== ITEMS
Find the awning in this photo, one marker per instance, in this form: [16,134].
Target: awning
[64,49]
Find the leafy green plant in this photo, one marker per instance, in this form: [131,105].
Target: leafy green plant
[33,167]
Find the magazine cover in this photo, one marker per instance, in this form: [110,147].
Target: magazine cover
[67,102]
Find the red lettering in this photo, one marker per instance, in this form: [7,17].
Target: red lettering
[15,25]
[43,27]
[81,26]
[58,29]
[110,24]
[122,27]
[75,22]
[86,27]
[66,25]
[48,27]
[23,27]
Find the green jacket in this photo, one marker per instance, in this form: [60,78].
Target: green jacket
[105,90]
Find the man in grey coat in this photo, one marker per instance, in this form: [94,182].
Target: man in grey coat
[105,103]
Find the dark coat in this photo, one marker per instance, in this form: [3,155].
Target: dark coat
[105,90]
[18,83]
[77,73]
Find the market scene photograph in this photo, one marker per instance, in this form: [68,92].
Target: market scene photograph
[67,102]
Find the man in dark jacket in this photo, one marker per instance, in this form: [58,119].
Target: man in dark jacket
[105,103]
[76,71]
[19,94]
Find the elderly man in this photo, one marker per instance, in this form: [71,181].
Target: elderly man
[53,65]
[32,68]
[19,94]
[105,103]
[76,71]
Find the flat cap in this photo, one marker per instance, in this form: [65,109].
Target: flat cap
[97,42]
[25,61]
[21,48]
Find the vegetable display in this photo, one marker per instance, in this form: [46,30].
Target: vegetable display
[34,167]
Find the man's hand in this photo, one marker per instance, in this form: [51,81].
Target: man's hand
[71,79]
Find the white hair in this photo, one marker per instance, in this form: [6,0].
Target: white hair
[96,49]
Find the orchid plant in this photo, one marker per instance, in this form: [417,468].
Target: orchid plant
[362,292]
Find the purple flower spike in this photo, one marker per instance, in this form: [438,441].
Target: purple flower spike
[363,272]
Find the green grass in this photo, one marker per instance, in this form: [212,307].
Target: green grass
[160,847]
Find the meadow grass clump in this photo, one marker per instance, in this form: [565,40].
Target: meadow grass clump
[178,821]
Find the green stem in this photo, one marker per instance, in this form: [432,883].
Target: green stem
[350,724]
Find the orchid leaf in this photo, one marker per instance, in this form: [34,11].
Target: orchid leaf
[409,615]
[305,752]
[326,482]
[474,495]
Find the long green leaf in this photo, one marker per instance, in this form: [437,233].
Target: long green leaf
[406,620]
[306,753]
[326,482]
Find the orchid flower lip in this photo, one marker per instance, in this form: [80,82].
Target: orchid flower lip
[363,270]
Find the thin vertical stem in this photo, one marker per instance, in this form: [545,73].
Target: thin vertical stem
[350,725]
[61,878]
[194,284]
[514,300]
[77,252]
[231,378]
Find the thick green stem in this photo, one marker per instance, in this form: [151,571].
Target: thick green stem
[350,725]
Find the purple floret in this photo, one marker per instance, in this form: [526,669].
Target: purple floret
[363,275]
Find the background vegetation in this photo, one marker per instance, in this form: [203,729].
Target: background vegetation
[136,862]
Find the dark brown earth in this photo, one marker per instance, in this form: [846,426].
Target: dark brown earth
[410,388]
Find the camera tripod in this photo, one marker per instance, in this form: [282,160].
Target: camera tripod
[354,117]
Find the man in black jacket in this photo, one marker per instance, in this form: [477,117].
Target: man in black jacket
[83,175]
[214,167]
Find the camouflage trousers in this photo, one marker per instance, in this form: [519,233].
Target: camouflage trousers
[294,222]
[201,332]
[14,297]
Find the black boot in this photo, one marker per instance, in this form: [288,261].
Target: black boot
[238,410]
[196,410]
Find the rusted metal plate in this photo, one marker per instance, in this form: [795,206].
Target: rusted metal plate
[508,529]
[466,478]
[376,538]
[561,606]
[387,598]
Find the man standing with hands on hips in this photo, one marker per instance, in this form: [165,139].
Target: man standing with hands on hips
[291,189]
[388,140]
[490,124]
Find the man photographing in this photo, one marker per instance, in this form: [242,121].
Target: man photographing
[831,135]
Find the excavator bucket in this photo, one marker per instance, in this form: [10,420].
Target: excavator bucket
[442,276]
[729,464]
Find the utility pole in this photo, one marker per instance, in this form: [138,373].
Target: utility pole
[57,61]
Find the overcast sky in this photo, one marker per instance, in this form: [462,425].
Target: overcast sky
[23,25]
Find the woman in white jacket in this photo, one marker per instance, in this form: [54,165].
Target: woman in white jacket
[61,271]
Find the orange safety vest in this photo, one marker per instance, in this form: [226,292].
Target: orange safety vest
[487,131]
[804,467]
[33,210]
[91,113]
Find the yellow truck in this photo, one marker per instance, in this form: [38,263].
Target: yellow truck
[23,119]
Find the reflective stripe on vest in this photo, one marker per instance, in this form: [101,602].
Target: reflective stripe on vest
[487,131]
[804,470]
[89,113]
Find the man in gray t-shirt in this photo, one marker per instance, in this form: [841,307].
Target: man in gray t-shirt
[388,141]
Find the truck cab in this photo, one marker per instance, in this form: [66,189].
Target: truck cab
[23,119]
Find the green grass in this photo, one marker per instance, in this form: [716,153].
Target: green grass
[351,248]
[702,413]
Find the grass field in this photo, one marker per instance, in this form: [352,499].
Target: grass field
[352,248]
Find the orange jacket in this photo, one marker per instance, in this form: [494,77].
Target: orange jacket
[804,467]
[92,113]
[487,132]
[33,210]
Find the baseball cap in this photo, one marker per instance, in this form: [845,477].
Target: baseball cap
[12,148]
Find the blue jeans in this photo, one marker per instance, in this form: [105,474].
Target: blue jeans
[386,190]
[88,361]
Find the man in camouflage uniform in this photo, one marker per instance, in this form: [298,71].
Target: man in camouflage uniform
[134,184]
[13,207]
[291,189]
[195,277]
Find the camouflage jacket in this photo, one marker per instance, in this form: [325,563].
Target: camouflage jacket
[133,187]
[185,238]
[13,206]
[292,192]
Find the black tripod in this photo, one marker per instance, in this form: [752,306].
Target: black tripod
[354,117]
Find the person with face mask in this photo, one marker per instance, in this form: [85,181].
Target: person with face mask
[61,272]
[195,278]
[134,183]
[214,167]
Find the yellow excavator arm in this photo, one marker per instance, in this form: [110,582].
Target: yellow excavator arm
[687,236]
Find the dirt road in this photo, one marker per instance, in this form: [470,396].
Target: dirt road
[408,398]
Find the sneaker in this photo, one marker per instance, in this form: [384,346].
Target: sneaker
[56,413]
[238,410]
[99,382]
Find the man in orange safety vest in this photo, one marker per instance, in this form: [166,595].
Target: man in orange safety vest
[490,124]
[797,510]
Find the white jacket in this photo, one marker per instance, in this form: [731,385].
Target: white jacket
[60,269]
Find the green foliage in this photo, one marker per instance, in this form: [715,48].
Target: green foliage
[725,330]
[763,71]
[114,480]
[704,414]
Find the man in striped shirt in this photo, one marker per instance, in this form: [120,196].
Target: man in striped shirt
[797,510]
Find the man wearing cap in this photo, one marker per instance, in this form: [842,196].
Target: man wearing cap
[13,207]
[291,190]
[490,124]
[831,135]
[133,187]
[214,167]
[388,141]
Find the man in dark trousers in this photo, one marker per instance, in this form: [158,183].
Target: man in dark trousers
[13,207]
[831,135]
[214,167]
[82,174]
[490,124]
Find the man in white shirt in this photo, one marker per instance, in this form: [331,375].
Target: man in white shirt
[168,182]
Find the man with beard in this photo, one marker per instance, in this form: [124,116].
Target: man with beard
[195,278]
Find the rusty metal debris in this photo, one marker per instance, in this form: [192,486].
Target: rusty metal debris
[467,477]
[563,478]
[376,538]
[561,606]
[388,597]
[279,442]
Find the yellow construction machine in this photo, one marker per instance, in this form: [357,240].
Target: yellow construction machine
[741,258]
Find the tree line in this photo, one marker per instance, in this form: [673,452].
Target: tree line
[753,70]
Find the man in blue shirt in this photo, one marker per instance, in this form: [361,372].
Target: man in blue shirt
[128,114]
====
== ITEMS
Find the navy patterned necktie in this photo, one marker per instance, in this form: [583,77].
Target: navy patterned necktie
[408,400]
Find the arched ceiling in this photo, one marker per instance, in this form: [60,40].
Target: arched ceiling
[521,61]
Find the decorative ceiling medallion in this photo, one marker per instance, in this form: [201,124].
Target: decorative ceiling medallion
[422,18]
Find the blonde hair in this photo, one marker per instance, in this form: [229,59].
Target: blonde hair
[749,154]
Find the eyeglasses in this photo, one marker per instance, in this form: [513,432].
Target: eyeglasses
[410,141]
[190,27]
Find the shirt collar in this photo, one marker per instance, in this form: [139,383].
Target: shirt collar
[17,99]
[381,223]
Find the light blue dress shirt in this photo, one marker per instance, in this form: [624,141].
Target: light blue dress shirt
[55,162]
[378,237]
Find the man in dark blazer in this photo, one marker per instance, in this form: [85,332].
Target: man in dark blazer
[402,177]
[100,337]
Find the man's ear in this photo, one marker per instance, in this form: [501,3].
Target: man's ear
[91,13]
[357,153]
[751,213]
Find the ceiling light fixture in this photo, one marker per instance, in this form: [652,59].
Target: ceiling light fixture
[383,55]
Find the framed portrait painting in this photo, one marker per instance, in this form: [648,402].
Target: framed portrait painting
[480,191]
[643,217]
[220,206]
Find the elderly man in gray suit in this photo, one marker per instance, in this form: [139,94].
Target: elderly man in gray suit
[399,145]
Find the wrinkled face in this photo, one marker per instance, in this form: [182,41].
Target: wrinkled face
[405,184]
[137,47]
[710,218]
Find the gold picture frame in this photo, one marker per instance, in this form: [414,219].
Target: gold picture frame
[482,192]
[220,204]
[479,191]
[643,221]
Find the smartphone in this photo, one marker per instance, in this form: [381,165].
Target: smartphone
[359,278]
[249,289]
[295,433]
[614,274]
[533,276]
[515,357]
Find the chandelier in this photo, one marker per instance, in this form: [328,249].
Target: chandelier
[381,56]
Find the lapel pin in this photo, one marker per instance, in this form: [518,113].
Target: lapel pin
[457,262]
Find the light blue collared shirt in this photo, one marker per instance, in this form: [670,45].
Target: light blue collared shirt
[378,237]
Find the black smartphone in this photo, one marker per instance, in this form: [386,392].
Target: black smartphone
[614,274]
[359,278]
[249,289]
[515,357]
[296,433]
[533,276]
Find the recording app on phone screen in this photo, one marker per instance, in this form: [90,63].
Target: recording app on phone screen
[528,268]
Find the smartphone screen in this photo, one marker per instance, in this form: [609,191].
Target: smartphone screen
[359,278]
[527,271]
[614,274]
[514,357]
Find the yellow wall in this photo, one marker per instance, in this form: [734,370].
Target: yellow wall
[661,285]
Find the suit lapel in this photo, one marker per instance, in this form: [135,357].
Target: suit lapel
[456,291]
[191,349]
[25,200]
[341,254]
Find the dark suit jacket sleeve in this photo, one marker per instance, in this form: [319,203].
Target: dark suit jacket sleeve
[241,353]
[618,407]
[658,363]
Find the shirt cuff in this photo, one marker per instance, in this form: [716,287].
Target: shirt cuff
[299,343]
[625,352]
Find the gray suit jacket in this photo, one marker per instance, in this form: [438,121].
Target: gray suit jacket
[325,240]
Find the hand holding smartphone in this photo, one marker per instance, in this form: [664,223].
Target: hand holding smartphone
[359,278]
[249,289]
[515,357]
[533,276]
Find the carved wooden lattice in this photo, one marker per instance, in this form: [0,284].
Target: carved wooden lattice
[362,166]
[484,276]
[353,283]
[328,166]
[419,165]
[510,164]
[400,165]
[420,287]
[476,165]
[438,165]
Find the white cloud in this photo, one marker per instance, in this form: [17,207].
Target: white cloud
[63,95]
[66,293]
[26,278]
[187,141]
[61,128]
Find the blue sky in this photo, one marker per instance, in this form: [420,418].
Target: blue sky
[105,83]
====
Locate each line in the entries above that contains the word "standing" and copy those lines out.

RESULT:
Find the man standing with hands on hips in this photo, one marker per instance, in this form: [165,139].
Target: man standing with hands on hips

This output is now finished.